#### [INPUT]
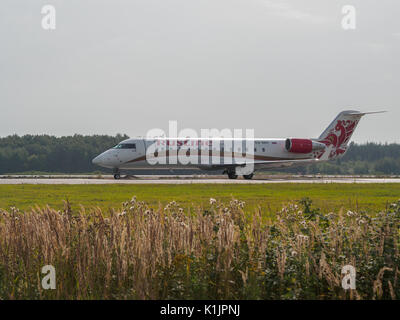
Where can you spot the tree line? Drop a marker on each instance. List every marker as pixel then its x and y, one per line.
pixel 74 154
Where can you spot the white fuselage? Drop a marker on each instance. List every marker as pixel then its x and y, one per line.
pixel 183 153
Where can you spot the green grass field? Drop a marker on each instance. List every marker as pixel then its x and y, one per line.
pixel 270 197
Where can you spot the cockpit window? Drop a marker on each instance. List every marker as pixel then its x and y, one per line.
pixel 126 146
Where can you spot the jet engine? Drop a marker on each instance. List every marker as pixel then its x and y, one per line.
pixel 303 145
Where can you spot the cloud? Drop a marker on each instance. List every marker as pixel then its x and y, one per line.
pixel 288 11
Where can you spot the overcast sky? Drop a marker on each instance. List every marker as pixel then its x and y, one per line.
pixel 282 68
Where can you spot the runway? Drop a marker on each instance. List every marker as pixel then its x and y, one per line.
pixel 74 180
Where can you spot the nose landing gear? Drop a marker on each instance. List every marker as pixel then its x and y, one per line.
pixel 117 174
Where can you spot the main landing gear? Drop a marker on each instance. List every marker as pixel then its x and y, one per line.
pixel 233 175
pixel 117 174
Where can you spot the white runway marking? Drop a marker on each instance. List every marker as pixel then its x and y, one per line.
pixel 186 180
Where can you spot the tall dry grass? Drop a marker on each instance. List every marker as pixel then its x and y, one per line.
pixel 221 252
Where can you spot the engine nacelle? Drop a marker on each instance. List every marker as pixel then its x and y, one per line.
pixel 303 145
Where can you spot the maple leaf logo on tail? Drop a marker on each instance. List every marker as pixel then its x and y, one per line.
pixel 338 134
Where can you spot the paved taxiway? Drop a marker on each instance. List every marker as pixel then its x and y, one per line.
pixel 185 180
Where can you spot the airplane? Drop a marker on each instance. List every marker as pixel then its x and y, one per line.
pixel 232 156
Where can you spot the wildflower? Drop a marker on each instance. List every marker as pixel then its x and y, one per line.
pixel 350 213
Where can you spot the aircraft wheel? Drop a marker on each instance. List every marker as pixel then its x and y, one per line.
pixel 248 176
pixel 232 175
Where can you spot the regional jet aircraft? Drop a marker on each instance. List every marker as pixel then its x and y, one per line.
pixel 231 156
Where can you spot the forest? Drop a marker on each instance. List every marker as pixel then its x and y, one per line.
pixel 73 154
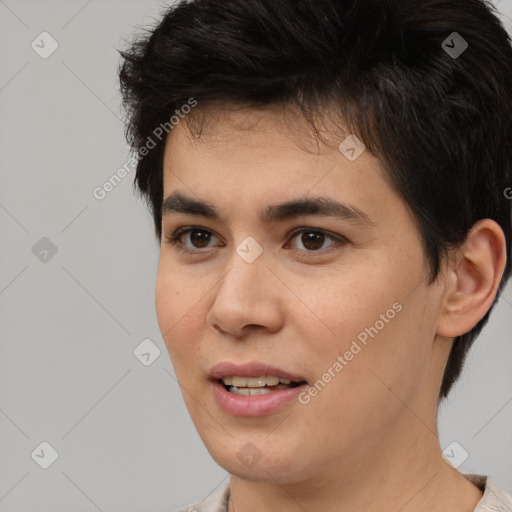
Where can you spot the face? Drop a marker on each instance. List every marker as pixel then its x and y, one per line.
pixel 333 297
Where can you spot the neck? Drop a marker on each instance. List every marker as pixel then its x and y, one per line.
pixel 404 472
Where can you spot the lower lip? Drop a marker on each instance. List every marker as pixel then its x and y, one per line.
pixel 257 405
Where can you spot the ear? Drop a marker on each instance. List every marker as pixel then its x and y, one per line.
pixel 472 278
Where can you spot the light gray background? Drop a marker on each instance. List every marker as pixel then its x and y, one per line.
pixel 69 326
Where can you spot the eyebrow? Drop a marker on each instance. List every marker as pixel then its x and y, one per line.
pixel 177 202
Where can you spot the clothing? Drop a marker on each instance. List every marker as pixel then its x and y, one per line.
pixel 495 499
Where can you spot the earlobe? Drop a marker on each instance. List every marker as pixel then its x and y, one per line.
pixel 473 275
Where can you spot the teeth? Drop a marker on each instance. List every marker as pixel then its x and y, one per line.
pixel 249 391
pixel 254 382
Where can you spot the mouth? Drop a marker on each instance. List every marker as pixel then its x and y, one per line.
pixel 252 386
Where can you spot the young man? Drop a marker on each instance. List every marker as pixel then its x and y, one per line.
pixel 328 182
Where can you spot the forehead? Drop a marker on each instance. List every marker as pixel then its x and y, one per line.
pixel 237 156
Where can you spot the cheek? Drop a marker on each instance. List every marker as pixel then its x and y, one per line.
pixel 179 311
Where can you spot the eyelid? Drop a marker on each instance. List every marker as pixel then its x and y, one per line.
pixel 174 237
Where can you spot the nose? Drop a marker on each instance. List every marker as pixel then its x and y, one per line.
pixel 247 298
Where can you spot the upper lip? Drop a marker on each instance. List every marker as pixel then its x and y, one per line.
pixel 251 369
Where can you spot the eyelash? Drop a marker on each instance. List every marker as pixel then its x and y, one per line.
pixel 174 239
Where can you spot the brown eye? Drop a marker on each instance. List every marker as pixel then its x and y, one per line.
pixel 312 241
pixel 200 238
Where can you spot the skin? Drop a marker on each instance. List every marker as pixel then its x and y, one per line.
pixel 368 441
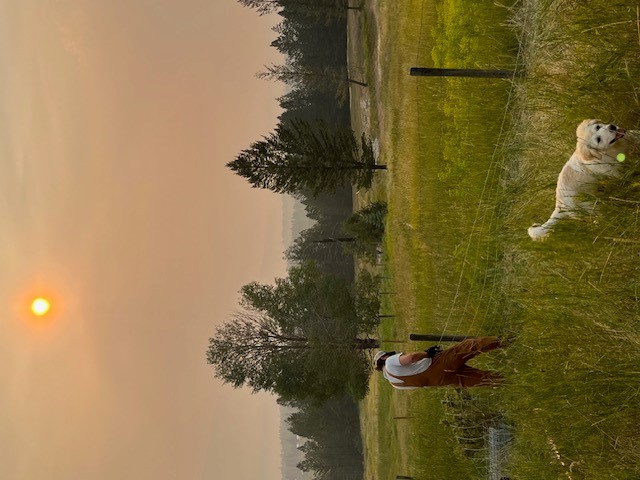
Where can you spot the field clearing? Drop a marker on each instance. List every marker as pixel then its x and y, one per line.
pixel 473 163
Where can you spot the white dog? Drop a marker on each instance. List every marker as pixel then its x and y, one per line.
pixel 595 158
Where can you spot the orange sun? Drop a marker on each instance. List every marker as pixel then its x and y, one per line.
pixel 40 306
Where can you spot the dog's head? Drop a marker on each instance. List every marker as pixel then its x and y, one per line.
pixel 595 138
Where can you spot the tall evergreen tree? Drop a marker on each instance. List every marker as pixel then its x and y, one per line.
pixel 300 338
pixel 299 156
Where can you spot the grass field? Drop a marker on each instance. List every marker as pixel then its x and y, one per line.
pixel 473 163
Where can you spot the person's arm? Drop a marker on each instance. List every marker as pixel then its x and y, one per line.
pixel 409 358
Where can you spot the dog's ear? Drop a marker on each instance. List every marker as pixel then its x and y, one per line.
pixel 587 153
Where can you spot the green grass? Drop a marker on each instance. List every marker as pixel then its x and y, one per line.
pixel 472 164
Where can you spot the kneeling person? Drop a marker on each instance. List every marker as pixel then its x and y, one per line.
pixel 434 368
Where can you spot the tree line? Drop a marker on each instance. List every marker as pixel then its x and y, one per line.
pixel 306 337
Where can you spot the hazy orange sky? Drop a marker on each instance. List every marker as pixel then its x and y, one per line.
pixel 116 120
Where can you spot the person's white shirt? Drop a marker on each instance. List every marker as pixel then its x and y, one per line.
pixel 393 366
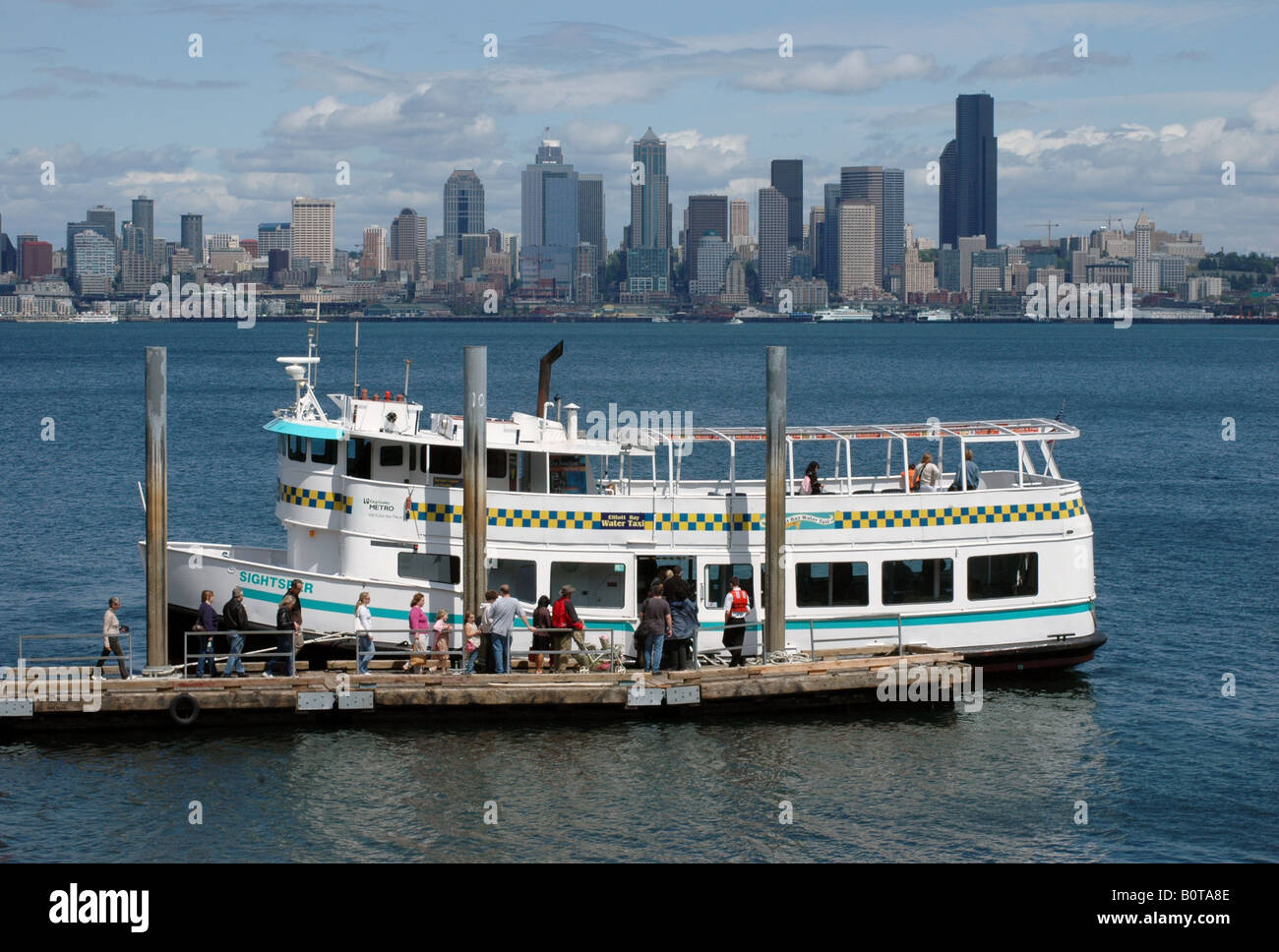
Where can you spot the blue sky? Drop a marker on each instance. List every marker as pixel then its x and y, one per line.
pixel 285 89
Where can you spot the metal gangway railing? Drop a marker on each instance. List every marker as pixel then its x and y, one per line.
pixel 105 656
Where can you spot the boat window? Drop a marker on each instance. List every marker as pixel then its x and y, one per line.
pixel 1005 575
pixel 517 572
pixel 446 460
pixel 359 459
pixel 430 567
pixel 822 584
pixel 717 583
pixel 568 473
pixel 324 451
pixel 599 584
pixel 919 580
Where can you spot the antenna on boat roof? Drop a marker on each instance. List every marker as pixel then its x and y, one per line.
pixel 354 387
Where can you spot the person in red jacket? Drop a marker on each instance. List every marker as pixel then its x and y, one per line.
pixel 564 616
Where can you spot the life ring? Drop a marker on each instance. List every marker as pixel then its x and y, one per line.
pixel 184 709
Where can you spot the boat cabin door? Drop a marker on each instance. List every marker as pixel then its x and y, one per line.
pixel 650 568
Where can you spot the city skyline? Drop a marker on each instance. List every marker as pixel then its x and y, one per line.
pixel 1079 138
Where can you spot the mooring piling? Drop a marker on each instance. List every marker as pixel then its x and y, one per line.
pixel 775 503
pixel 157 510
pixel 474 476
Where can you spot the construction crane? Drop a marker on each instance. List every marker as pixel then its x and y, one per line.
pixel 1049 225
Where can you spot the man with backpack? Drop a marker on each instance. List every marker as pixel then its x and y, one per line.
pixel 564 616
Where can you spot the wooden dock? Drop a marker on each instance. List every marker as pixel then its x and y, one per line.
pixel 344 696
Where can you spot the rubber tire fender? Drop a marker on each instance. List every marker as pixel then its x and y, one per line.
pixel 184 709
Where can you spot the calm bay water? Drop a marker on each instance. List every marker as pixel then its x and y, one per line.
pixel 1185 524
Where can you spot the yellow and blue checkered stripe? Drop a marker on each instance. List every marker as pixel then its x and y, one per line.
pixel 312 499
pixel 711 521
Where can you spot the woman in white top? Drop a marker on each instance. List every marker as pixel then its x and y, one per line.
pixel 365 625
pixel 930 477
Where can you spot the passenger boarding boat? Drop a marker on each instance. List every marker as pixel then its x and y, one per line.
pixel 370 494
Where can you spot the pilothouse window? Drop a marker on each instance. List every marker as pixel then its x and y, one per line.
pixel 1006 575
pixel 823 584
pixel 919 580
pixel 324 451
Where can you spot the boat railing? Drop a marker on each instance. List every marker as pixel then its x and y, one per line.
pixel 609 652
pixel 124 636
pixel 814 640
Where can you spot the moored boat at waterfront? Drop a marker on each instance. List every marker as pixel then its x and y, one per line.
pixel 843 313
pixel 370 495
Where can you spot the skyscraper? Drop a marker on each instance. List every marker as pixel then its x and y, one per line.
pixel 374 260
pixel 463 206
pixel 866 183
pixel 893 227
pixel 946 221
pixel 589 221
pixel 401 242
pixel 830 252
pixel 312 230
pixel 193 237
pixel 648 257
pixel 972 187
pixel 145 220
pixel 549 202
pixel 740 220
pixel 706 214
pixel 860 246
pixel 274 235
pixel 774 239
pixel 788 179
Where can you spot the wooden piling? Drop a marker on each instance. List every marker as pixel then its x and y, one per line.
pixel 157 510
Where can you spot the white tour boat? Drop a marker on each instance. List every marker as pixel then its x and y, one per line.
pixel 843 313
pixel 934 315
pixel 370 494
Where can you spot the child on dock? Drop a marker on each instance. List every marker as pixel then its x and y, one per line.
pixel 471 645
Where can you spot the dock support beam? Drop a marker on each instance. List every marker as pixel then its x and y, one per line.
pixel 157 511
pixel 474 477
pixel 775 504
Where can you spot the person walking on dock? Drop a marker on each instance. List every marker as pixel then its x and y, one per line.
pixel 234 623
pixel 365 649
pixel 442 639
pixel 737 606
pixel 284 631
pixel 208 622
pixel 682 644
pixel 486 630
pixel 541 634
pixel 504 613
pixel 420 634
pixel 564 618
pixel 111 630
pixel 471 643
pixel 655 624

#### [SHORT PROBLEM]
Copy the rows above, from the line containing "Where can you spot the upper" through the line containing "pixel 472 164", inclusive, and leave out the pictures.

#### [EXERCISE SOLUTION]
Where can you spot the upper lip? Drop a marker on each instance. List every marker as pixel then its x and y, one per line.
pixel 251 369
Where can you spot the eyelash? Drop a marker on each instance. List every marker as pixel then its x and y, one per line.
pixel 174 239
Where can you spot the brown eye? Drop a marker on each instance. List every marker as pixel then its x and y, one per line.
pixel 312 241
pixel 200 238
Where can you spot the skin? Drop a marker on each instance. List every marker as pixel then its x and y, one per line.
pixel 368 441
Where can you spot the field clearing? Drop a marker on each instance. List every marker as pixel then its x and y, one per line.
pixel 473 163
Where can you spot the white dog? Drop a marker on each instance. List every marker as pixel then its x and y, one per line.
pixel 595 158
Where can you spot the orange sun? Drop a marker on each instance. List every marker as pixel then its x and y, one per line.
pixel 40 306
Where can you spot the dog's head? Drop a marker on each instance. List every marker as pixel then its x and y, one per line.
pixel 595 138
Where can you spot the tall evergreen tree? Drop a marker on each instance. List every marker as pixel then its x and y, one per line.
pixel 300 338
pixel 299 156
Where can you spot the grass field? Drop a marker on each instance. List every marker as pixel then its x and y, one per line.
pixel 473 163
Where can you spot the person's arm? Drop a marker on each instance. List every marker as pixel then its x and y, one per line.
pixel 409 358
Where can you spot the dog's ear? Drop a marker on each instance. List every marker as pixel then its x and y, one per line.
pixel 587 153
Where can you spot the green grass? Drop a marker on each instance. List every marker as pixel then its x and y, one per line.
pixel 472 164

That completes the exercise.